Your goal: Set down each record exactly as written.

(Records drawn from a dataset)

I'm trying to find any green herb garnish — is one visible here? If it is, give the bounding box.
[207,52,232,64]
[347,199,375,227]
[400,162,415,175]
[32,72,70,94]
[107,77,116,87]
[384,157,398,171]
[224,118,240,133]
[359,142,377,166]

Expected output:
I'm trying to find any green herb garnish — is one visible here? If it is, give the bounding box.
[207,52,232,64]
[347,199,375,227]
[400,162,415,175]
[32,72,70,94]
[107,77,116,87]
[384,157,398,171]
[224,118,240,133]
[359,142,377,166]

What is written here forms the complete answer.